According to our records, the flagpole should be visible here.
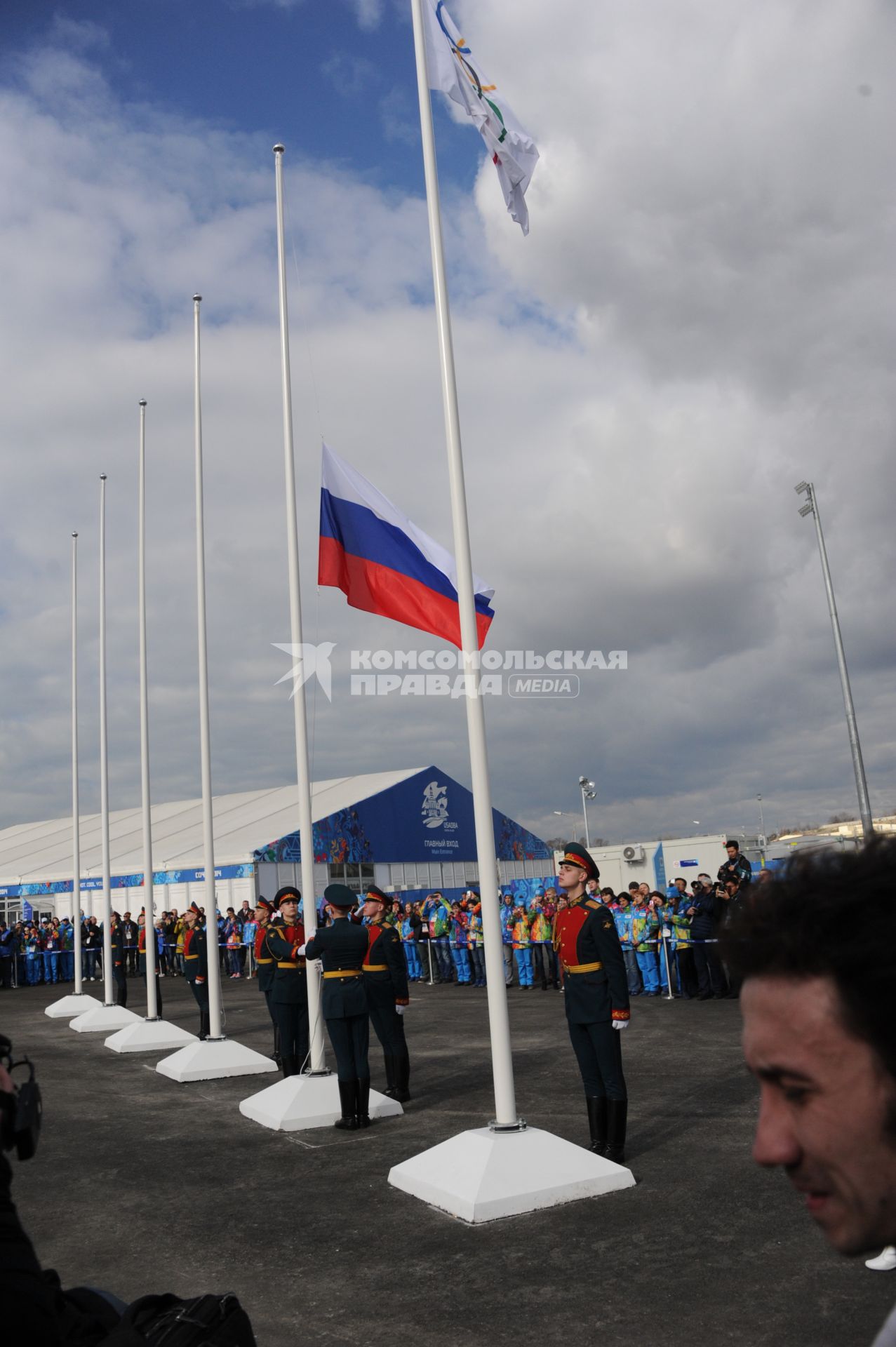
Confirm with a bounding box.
[72,533,82,997]
[274,144,326,1075]
[389,0,634,1223]
[411,0,526,1132]
[100,473,114,1010]
[187,295,222,1040]
[69,473,138,1033]
[138,397,159,1019]
[154,295,276,1083]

--- 과제 개요 ---
위의 모든 행에서 "flagpole"를 "lamppost"로 수정하고 나머지는 그대로 두어 다시 쓰십시오. 그림은 답에 넣지 마십시오.

--- 최종 결과 ---
According to our records, the lamppost should be visible here.
Confirm with a bounding box.
[72,533,82,997]
[274,144,326,1075]
[389,0,634,1223]
[411,0,526,1132]
[100,473,114,1010]
[187,295,222,1040]
[69,473,138,1033]
[138,397,159,1019]
[154,295,276,1083]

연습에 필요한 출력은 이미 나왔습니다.